__WRITTEN PROBLEM 1__. In the passage about rare birds, in what month and year did Rafael Bessa hear the call of the blue-eyed ground dove?
__WRITTEN PROBLEM 2__. Rewrite the passage about rare birds starting with "When a rare" and going on through "as Lazarus species.", replacing "conservationists" with "wildlife experts".

__DOCUMENT SECTION__.
────────────────────

Various types of warblers do interbreed fairly frequently, and some hybrids have been mistakenly named as species of their own in the past. As if warblers weren’t already ridiculously hard to identify. Researchers think that in the case of Junkin’s warbler, its mother may have ended up outside of her usual summer range after migrating, found no Kentucky warbler males to pair with, and so took a closely-related male mourning warbler as a mate. Sometimes you have to settle, you know? At least their kid was pretty darn adorable.
When a rare bird vanishes, after years with no sightings, conservationists have to declare it extinct. But sometimes a bird thought extinct turns out to not be extinct at all. These are sometimes known as Lazarus species.
It happened with the blue-eyed ground dove, a pretty but modest dove that once lived throughout South America. It was declared critically endangered and probably extinct and hadn’t been seen in almost 75 years when, in June of 2015, ornithologist Rafael Bessa heard a call that he knew wasn’t the ruddy ground-dove common in Brazil. He recorded the call and managed to get some photographs of the dove he heard. Sure enough, it was a blue-eyed ground dove, not extinct after all.
Of course, exciting as this is, the doves aren’t out of danger. Their habitat is threatened and they only survive in a few small, widely-separated pockets of wilderness. But conservation efforts are in place now that we know the dove is still around. It’s a lovely bird, chestnut with dark blue spots on its wings and matching dark blue eyes. This is what a blue-eyed ground dove sounds like:
[dove call]
Now let’s fly to Paris, where I am visiting this August and I’m very excited. In this case, our bird is depicted in two 500-year-old tapestries at the Cluny Museum of the Middle Ages, part of a series collectively called “The Lady and the Unicorn.” The tapestries show a lot of animals and birds, including our mystery bird. It’s black with a white breast and white markings on the underwings, a long tail with a lyre-shaped fork at the end, and large feet. But no one’s sure what kind of bird it is.

────────────────────

__EXCERPTED RECORDS__.
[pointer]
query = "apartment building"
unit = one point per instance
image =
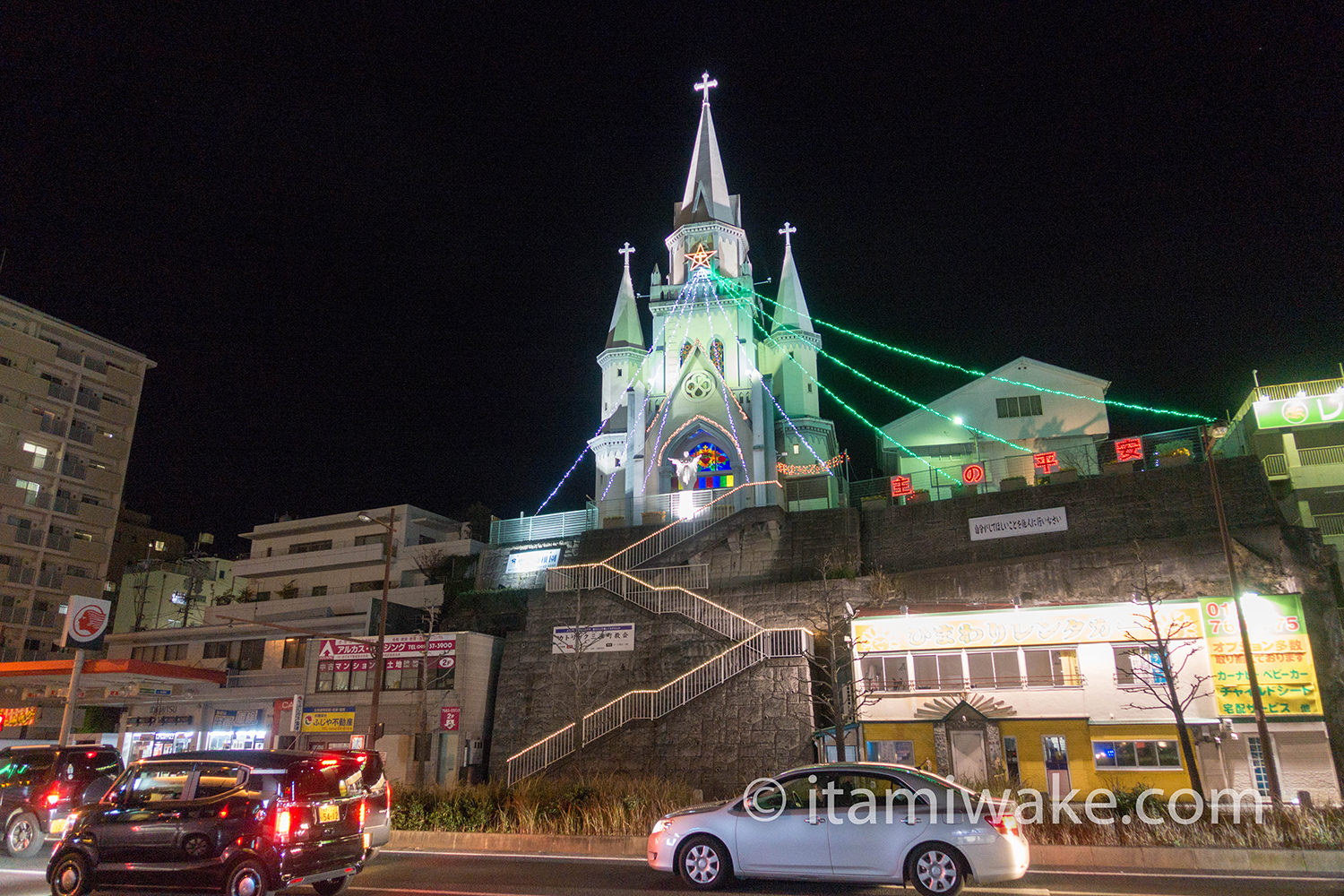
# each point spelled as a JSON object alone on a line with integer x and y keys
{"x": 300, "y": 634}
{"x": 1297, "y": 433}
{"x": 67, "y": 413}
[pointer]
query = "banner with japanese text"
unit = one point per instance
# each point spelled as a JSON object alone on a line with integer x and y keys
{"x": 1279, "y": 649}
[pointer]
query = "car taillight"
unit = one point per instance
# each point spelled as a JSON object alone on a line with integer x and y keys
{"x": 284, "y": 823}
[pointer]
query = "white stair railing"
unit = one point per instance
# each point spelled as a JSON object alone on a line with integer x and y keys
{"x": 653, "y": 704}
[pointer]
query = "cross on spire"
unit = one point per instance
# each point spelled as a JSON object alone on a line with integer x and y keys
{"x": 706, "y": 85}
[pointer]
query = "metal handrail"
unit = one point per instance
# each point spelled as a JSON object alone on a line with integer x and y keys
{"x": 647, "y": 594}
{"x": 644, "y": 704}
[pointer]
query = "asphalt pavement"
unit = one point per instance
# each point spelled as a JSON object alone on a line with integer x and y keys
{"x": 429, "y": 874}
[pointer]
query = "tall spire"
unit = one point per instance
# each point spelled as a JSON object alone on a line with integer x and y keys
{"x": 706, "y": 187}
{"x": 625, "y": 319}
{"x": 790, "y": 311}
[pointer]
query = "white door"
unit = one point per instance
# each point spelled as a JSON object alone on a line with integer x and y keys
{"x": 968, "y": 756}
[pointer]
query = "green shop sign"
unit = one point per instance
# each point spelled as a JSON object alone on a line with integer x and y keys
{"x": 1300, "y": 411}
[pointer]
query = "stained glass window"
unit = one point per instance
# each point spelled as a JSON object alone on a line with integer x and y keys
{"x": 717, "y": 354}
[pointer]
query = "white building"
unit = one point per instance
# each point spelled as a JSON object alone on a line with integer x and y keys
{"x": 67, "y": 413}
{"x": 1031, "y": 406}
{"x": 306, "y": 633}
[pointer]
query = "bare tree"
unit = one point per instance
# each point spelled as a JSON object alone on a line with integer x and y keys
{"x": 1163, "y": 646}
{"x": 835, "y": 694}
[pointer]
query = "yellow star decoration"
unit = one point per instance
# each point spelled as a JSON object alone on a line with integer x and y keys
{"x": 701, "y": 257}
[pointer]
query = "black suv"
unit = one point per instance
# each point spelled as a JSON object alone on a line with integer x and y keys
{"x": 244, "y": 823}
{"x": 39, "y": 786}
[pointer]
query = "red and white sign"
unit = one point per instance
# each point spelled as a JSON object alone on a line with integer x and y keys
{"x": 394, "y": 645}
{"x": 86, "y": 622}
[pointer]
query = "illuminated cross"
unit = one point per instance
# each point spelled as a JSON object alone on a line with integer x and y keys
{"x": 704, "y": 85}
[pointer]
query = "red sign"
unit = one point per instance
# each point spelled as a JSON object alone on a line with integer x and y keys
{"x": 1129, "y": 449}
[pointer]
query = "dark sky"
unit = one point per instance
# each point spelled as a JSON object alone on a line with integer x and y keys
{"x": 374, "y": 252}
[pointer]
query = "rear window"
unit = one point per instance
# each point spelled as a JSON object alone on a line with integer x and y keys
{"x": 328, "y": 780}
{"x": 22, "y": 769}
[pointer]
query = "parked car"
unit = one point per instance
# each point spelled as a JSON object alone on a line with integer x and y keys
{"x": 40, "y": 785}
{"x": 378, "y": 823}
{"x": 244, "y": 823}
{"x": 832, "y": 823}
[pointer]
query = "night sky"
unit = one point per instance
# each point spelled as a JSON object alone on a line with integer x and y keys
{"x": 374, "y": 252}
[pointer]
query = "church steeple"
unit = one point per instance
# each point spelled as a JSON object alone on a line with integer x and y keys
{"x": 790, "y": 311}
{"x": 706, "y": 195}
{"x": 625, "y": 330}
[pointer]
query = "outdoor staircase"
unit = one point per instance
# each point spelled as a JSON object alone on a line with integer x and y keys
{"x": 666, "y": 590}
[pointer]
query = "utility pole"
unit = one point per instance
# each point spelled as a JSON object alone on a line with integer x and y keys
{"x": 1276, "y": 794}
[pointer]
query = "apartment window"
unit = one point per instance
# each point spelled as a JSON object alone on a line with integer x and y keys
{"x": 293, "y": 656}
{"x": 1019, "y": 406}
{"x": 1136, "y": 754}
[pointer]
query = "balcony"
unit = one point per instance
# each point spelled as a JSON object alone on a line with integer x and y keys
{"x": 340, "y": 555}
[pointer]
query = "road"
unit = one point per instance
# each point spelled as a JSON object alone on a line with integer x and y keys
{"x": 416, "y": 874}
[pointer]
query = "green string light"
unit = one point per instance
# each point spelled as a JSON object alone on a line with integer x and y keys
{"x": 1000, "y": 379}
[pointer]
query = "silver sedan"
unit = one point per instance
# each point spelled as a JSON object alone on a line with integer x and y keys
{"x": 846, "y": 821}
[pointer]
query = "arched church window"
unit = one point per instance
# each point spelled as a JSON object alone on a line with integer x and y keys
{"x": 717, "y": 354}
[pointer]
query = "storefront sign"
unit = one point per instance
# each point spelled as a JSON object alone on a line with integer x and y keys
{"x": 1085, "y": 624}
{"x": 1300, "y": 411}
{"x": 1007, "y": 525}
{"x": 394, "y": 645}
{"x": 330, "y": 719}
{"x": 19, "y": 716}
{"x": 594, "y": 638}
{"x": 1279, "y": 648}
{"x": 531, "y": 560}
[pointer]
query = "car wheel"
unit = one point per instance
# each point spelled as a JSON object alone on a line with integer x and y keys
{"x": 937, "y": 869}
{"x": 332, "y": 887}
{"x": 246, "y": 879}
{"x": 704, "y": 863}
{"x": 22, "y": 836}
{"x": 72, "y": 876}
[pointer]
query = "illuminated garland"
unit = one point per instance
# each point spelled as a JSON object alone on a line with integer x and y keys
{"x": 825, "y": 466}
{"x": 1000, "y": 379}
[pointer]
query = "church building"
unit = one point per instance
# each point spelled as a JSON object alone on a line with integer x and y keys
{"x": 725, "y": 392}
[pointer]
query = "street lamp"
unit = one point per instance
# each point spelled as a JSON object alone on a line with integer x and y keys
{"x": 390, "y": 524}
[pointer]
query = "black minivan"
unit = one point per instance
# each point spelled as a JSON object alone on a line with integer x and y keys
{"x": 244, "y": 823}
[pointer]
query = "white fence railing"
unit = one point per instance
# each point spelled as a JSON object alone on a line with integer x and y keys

────────────────────

__WRITTEN SOLUTION 1__. June 2015

__WRITTEN SOLUTION 2__.
When a rare bird vanishes, after years with no sightings, wildlife experts have to declare it extinct. But sometimes a bird thought extinct turns out to not be extinct at all. These are sometimes known as Lazarus species.